**What you need to do:** Copy the data that appears below exactly. Drop the pictures.

**Data provided:**
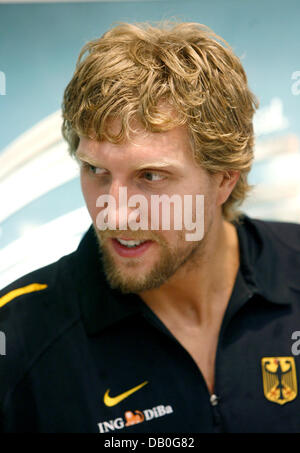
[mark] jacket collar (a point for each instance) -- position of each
(264, 270)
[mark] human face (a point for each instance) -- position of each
(148, 164)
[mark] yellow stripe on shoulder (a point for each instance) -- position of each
(19, 291)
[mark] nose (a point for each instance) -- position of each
(119, 208)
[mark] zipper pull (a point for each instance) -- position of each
(214, 400)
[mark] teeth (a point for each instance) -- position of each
(130, 243)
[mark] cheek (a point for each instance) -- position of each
(90, 195)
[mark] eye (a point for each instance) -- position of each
(92, 169)
(153, 176)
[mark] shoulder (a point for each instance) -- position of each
(34, 309)
(273, 248)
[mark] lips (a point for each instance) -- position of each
(131, 250)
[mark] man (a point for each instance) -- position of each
(144, 329)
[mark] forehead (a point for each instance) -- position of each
(142, 145)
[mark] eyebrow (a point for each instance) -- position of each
(158, 164)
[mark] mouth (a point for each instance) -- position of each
(130, 248)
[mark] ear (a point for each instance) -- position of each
(226, 184)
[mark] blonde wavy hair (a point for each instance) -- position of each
(133, 68)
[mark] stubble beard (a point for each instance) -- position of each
(170, 261)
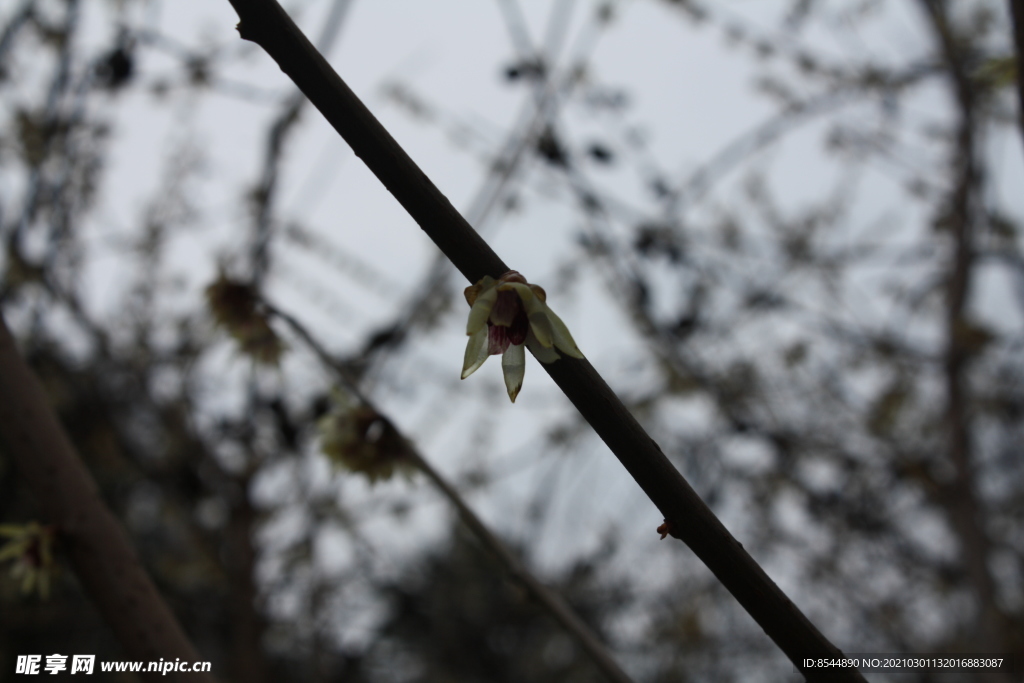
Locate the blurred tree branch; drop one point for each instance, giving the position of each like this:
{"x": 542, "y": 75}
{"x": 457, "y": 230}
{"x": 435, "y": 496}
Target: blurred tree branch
{"x": 1017, "y": 12}
{"x": 266, "y": 24}
{"x": 93, "y": 542}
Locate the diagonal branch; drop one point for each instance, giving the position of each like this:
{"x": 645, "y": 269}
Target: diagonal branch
{"x": 95, "y": 545}
{"x": 264, "y": 23}
{"x": 549, "y": 599}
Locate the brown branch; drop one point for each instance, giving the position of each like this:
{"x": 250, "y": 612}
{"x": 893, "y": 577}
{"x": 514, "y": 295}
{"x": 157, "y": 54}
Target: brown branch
{"x": 548, "y": 598}
{"x": 264, "y": 23}
{"x": 95, "y": 545}
{"x": 1017, "y": 11}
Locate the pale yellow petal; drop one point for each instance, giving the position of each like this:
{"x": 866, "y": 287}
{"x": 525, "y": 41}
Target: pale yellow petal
{"x": 514, "y": 368}
{"x": 476, "y": 352}
{"x": 541, "y": 352}
{"x": 480, "y": 311}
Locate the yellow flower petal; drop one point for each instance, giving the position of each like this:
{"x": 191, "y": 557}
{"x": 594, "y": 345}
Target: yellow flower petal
{"x": 563, "y": 340}
{"x": 480, "y": 311}
{"x": 476, "y": 351}
{"x": 514, "y": 368}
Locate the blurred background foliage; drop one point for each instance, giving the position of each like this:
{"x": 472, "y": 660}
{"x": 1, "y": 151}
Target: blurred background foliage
{"x": 841, "y": 377}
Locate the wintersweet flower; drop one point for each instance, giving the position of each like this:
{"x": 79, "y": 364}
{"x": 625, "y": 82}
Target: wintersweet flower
{"x": 508, "y": 315}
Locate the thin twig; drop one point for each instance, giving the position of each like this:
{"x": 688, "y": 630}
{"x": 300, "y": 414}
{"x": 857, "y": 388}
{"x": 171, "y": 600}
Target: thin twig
{"x": 1017, "y": 11}
{"x": 689, "y": 519}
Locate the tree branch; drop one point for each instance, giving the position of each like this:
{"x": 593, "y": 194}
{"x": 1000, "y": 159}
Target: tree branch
{"x": 1017, "y": 11}
{"x": 264, "y": 23}
{"x": 95, "y": 545}
{"x": 548, "y": 598}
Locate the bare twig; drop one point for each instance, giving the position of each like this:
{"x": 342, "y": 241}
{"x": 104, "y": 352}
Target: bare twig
{"x": 689, "y": 518}
{"x": 1017, "y": 11}
{"x": 962, "y": 213}
{"x": 95, "y": 545}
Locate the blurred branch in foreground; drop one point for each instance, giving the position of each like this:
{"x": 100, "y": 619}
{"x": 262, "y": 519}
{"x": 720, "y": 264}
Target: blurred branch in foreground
{"x": 91, "y": 538}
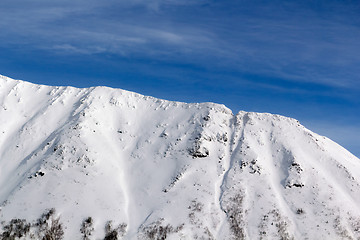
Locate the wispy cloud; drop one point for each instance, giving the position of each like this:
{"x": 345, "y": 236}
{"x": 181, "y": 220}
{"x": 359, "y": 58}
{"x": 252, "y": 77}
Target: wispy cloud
{"x": 293, "y": 41}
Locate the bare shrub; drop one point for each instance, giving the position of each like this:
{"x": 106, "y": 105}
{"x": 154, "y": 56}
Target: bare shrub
{"x": 87, "y": 228}
{"x": 114, "y": 233}
{"x": 16, "y": 228}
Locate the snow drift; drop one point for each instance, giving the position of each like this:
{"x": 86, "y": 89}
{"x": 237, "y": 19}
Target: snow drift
{"x": 144, "y": 168}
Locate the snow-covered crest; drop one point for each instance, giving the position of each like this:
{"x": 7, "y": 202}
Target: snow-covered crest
{"x": 160, "y": 169}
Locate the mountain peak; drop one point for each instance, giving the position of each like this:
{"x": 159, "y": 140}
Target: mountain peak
{"x": 144, "y": 168}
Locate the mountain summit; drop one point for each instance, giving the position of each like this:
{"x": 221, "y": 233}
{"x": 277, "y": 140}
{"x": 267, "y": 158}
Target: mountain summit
{"x": 102, "y": 163}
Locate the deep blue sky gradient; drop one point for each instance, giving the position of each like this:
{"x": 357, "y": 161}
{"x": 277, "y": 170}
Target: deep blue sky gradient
{"x": 295, "y": 58}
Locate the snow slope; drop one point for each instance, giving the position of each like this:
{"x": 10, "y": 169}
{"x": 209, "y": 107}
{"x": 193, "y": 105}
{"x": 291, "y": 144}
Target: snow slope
{"x": 162, "y": 169}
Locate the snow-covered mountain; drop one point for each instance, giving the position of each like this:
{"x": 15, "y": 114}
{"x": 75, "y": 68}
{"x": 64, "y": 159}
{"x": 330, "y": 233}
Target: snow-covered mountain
{"x": 158, "y": 169}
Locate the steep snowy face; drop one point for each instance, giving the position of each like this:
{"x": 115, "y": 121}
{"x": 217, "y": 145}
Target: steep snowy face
{"x": 158, "y": 169}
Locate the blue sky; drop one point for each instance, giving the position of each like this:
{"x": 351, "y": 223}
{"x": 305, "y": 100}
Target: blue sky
{"x": 295, "y": 58}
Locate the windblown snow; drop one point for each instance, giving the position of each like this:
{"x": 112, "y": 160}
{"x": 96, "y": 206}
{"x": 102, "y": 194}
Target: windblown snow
{"x": 146, "y": 168}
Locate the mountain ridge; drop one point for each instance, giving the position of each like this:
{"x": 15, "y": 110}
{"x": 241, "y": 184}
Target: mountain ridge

**Solution:**
[mark] jacket collar (a point for each instance) -- position of each
(264, 270)
[mark] human face (a point for each instance) -- position of each
(148, 164)
[mark] yellow stripe on shoulder (a point for each instance) -- position of each
(19, 291)
[mark] nose (a point for each instance) -- position of each
(119, 208)
[mark] zipper pull (a point for each instance) -- position of each
(214, 400)
[mark] teeth (a point for each instance) -- position of each
(130, 243)
[mark] cheek (a point for each instance) -- position of each
(90, 195)
[mark] eye (a point for each instance) -- position of each
(92, 169)
(153, 176)
[mark] shoulder (a point for each instance) -- position of each
(34, 309)
(273, 248)
[mark] lips (a point for each instance) -- position of each
(131, 250)
[mark] man (a point for each instance) -- position of each
(144, 329)
[mark] forehead (a point for each instance) -- position of each
(142, 145)
[mark] eyebrow (a point for each instance) -- position of each
(158, 164)
[mark] mouth (a point for each instance) -- position of each
(130, 248)
[mark] ear (a point for each instance) -- position of each
(226, 184)
[mark] blonde wavy hair (a point for each instance) -- position of each
(133, 68)
[mark] stubble beard (a point for each instance) -- position of each
(170, 261)
Locate the blurred tree branch; drop one point for each instance, giving the position of each like this:
{"x": 542, "y": 75}
{"x": 457, "y": 230}
{"x": 435, "y": 496}
Target: blurred tree branch
{"x": 1017, "y": 12}
{"x": 266, "y": 24}
{"x": 93, "y": 542}
Locate the diagonal branch; drop one point for each instance, giving the position of each like this:
{"x": 645, "y": 269}
Target: diagonal branch
{"x": 95, "y": 545}
{"x": 264, "y": 23}
{"x": 549, "y": 599}
Locate the brown branch; drop one point for each instance, giving the position of each like this:
{"x": 250, "y": 612}
{"x": 893, "y": 577}
{"x": 514, "y": 295}
{"x": 157, "y": 54}
Target: brown branch
{"x": 548, "y": 598}
{"x": 264, "y": 23}
{"x": 95, "y": 545}
{"x": 1017, "y": 11}
Locate the pale yellow petal; drop one point for each instance, giving the position of each like this:
{"x": 866, "y": 287}
{"x": 525, "y": 41}
Target: pale yellow petal
{"x": 514, "y": 368}
{"x": 476, "y": 352}
{"x": 541, "y": 352}
{"x": 480, "y": 311}
Locate the yellow flower petal; drop one point for each instance, giving the position of each like this:
{"x": 191, "y": 557}
{"x": 594, "y": 345}
Target: yellow flower petal
{"x": 563, "y": 340}
{"x": 480, "y": 311}
{"x": 476, "y": 351}
{"x": 514, "y": 368}
Locate the blurred background foliage; drop one point for each instance, giving the position of each like this:
{"x": 472, "y": 660}
{"x": 1, "y": 151}
Target: blurred background foliage
{"x": 841, "y": 377}
Locate the wintersweet flower; drop one point for each instance, giving the position of each like this:
{"x": 79, "y": 364}
{"x": 625, "y": 82}
Target: wintersweet flower
{"x": 508, "y": 315}
Locate the thin twig; drop one point for each instance, giving the position of each like this:
{"x": 688, "y": 630}
{"x": 300, "y": 414}
{"x": 857, "y": 388}
{"x": 171, "y": 600}
Target: thin twig
{"x": 1017, "y": 11}
{"x": 689, "y": 519}
Locate the tree branch; drop one point for each instance, giving the position of each like this:
{"x": 593, "y": 194}
{"x": 1000, "y": 159}
Target: tree branch
{"x": 1017, "y": 11}
{"x": 264, "y": 23}
{"x": 95, "y": 545}
{"x": 548, "y": 598}
Locate the bare twig; drop one point for each instance, giving the position of each like this:
{"x": 342, "y": 241}
{"x": 104, "y": 352}
Target: bare twig
{"x": 689, "y": 518}
{"x": 1017, "y": 11}
{"x": 962, "y": 213}
{"x": 95, "y": 545}
Locate the blurred branch in foreground; drop one point for each instance, giving the position of each like this:
{"x": 100, "y": 619}
{"x": 262, "y": 519}
{"x": 720, "y": 264}
Target: blurred branch in foreground
{"x": 91, "y": 538}
Locate the wispy cloud; drop one point for each instance, giving the position of each like this:
{"x": 345, "y": 236}
{"x": 181, "y": 220}
{"x": 359, "y": 58}
{"x": 252, "y": 77}
Target: wispy cloud
{"x": 293, "y": 41}
Locate the bare shrub; drop one point for each instance, giving the position of each like this:
{"x": 106, "y": 105}
{"x": 154, "y": 56}
Target: bare shrub
{"x": 87, "y": 228}
{"x": 114, "y": 233}
{"x": 16, "y": 228}
Locate the snow drift; drop one point for each instance, giving the position of each like this:
{"x": 86, "y": 89}
{"x": 237, "y": 19}
Target: snow drift
{"x": 144, "y": 168}
Locate the snow-covered crest; drop one point for each instance, giving the position of each like this:
{"x": 7, "y": 202}
Target: snow-covered crest
{"x": 160, "y": 169}
Locate the mountain peak; drop one point for each instance, giving the position of each like this:
{"x": 159, "y": 140}
Target: mountain peak
{"x": 144, "y": 168}
Locate the mountain summit; drop one point for each instance, giving the position of each like this:
{"x": 221, "y": 233}
{"x": 277, "y": 140}
{"x": 267, "y": 158}
Target: mountain summit
{"x": 102, "y": 163}
Locate the deep blue sky gradient; drop one point for each instance, giving the position of each like this:
{"x": 357, "y": 161}
{"x": 277, "y": 170}
Target: deep blue sky gradient
{"x": 295, "y": 58}
Locate the snow slope; drop one point for each instance, giving the position of each like this:
{"x": 10, "y": 169}
{"x": 209, "y": 107}
{"x": 193, "y": 105}
{"x": 291, "y": 144}
Target: snow slope
{"x": 162, "y": 169}
Locate the snow-covered mountain; drop one point for each instance, giving the position of each like this:
{"x": 15, "y": 114}
{"x": 75, "y": 68}
{"x": 64, "y": 159}
{"x": 330, "y": 233}
Target: snow-covered mountain
{"x": 158, "y": 169}
Locate the steep snowy face; drop one point for each instance, giving the position of each like this:
{"x": 115, "y": 121}
{"x": 217, "y": 145}
Target: steep snowy face
{"x": 158, "y": 169}
Locate the blue sky; drop one point for each instance, giving the position of each like this:
{"x": 351, "y": 223}
{"x": 305, "y": 100}
Target: blue sky
{"x": 295, "y": 58}
Locate the windblown snow; drop one point for each instance, giving the position of each like this:
{"x": 112, "y": 160}
{"x": 96, "y": 206}
{"x": 102, "y": 194}
Target: windblown snow
{"x": 146, "y": 168}
Locate the mountain ridge; drop one point for each instance, giving the position of each like this:
{"x": 15, "y": 110}
{"x": 241, "y": 184}
Target: mountain ridge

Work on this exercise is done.